▶ **The task**
So that nothing is lost, transcribe each line of the records exactly.

---- Exercise data

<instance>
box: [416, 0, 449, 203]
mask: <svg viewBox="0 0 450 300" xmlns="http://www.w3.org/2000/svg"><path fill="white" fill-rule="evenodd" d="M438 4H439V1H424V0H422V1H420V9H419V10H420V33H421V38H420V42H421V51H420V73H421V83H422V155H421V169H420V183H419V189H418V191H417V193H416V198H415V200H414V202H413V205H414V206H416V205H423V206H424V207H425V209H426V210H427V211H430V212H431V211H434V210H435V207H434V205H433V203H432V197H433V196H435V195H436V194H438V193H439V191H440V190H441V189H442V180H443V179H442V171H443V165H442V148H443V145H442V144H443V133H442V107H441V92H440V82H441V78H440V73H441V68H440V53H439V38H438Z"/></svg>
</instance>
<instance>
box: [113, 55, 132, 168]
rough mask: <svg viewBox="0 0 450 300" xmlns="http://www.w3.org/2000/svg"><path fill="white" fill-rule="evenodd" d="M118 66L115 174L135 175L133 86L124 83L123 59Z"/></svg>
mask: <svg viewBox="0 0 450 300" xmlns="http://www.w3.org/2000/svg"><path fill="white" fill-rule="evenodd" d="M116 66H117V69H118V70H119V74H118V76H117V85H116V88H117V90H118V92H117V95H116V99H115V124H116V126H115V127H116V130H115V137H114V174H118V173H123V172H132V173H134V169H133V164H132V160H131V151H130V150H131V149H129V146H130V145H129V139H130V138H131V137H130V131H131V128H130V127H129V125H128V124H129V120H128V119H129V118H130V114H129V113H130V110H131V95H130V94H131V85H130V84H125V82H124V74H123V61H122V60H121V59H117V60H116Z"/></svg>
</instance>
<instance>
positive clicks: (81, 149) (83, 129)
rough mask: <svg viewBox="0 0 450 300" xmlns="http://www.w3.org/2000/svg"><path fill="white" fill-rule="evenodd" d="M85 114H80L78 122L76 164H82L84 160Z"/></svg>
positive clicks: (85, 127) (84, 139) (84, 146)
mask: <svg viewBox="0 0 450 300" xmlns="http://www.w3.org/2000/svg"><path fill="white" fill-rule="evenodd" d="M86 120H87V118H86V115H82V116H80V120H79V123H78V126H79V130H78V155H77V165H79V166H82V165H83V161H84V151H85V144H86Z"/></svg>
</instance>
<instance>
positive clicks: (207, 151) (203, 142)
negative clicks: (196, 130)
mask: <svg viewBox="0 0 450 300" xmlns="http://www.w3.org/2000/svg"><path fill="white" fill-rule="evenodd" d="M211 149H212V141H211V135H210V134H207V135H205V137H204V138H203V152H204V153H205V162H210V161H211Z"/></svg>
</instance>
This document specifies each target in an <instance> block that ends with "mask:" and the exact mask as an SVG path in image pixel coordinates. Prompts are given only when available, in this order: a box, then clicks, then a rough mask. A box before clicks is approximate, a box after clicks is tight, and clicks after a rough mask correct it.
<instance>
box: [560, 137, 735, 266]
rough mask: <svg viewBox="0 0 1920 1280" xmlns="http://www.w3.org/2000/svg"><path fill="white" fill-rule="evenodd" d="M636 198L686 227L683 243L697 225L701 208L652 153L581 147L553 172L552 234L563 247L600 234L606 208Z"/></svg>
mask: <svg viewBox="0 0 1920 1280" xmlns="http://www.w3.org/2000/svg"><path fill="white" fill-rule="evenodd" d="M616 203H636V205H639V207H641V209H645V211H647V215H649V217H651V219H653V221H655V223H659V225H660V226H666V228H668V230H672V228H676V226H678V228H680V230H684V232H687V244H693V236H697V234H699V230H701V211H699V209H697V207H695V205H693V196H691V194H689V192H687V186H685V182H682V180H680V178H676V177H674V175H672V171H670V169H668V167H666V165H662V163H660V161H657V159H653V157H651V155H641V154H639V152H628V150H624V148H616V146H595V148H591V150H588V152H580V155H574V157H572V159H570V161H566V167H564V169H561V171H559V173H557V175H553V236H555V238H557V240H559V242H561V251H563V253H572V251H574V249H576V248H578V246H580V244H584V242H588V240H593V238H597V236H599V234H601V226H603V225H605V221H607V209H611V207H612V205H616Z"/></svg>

--------

▶ **Response to this exercise**
<instance>
box: [416, 0, 449, 203]
mask: <svg viewBox="0 0 450 300" xmlns="http://www.w3.org/2000/svg"><path fill="white" fill-rule="evenodd" d="M438 4H439V1H424V0H422V1H420V9H419V10H420V33H421V38H420V42H421V51H420V73H421V83H422V155H421V169H420V183H419V189H418V191H417V193H416V198H415V200H414V202H413V205H414V206H416V205H423V206H424V207H425V209H426V210H427V211H430V212H431V211H434V210H435V207H434V205H433V203H432V197H433V196H435V195H436V194H438V193H439V191H440V190H441V189H442V180H443V179H442V171H443V165H442V148H443V145H442V144H443V133H442V107H441V92H440V82H441V78H440V73H441V68H440V53H439V38H438Z"/></svg>
</instance>
<instance>
box: [113, 55, 132, 168]
rough mask: <svg viewBox="0 0 450 300" xmlns="http://www.w3.org/2000/svg"><path fill="white" fill-rule="evenodd" d="M118 66L115 174L135 175L133 86L124 83L123 59Z"/></svg>
mask: <svg viewBox="0 0 450 300" xmlns="http://www.w3.org/2000/svg"><path fill="white" fill-rule="evenodd" d="M116 66H117V69H118V70H119V74H118V76H117V85H116V88H117V90H118V92H117V95H116V99H115V124H116V126H115V127H116V130H115V137H114V174H118V173H123V172H132V173H134V169H133V164H132V160H131V151H130V150H131V149H129V146H130V145H129V139H130V138H131V137H130V131H131V128H130V127H129V125H128V124H129V120H128V119H129V118H130V114H129V113H130V110H131V95H130V94H131V85H130V84H125V82H124V74H123V61H122V60H121V59H117V60H116Z"/></svg>
</instance>
<instance>
positive clicks: (81, 149) (83, 129)
rough mask: <svg viewBox="0 0 450 300" xmlns="http://www.w3.org/2000/svg"><path fill="white" fill-rule="evenodd" d="M85 114H80L78 122L76 164H82L84 160Z"/></svg>
positive clicks: (85, 127) (84, 139) (84, 146)
mask: <svg viewBox="0 0 450 300" xmlns="http://www.w3.org/2000/svg"><path fill="white" fill-rule="evenodd" d="M86 120H87V118H86V115H82V116H80V120H79V123H78V126H79V130H78V155H77V165H79V166H82V165H83V161H84V151H85V144H86Z"/></svg>
</instance>
<instance>
positive clicks: (207, 151) (203, 142)
negative clicks: (196, 130)
mask: <svg viewBox="0 0 450 300" xmlns="http://www.w3.org/2000/svg"><path fill="white" fill-rule="evenodd" d="M211 149H212V141H211V135H210V134H207V135H205V137H204V138H203V152H204V153H205V162H210V161H211Z"/></svg>
</instance>
This document specifies each target in an <instance> block that ends with "mask:" and the exact mask as an SVG path in image pixel coordinates. Prompts are given only when available, in this order: a box, then clicks, then a rough mask. A box before clicks is approximate, a box after clicks is tight, and clicks after a rough mask correct it.
<instance>
box: [560, 137, 735, 266]
rough mask: <svg viewBox="0 0 1920 1280" xmlns="http://www.w3.org/2000/svg"><path fill="white" fill-rule="evenodd" d="M636 198L686 227L683 243L697 225L701 208L652 153L581 147L553 172L552 234L563 247L600 234L606 208Z"/></svg>
mask: <svg viewBox="0 0 1920 1280" xmlns="http://www.w3.org/2000/svg"><path fill="white" fill-rule="evenodd" d="M616 203H636V205H639V207H641V209H645V211H647V215H649V217H651V219H653V221H655V223H659V225H660V226H666V228H668V230H672V228H676V226H678V228H680V230H684V232H687V244H693V236H697V234H699V230H701V211H699V209H697V207H695V205H693V196H691V194H689V192H687V186H685V182H682V180H680V178H676V177H674V175H672V171H670V169H668V167H666V165H662V163H660V161H657V159H653V157H651V155H641V154H639V152H628V150H624V148H616V146H595V148H591V150H588V152H580V155H574V157H572V159H570V161H566V167H564V169H561V171H559V173H557V175H553V236H555V238H557V240H559V242H561V251H563V253H572V251H574V249H576V248H578V246H580V244H584V242H588V240H593V238H597V236H599V234H601V226H603V225H605V221H607V209H611V207H612V205H616Z"/></svg>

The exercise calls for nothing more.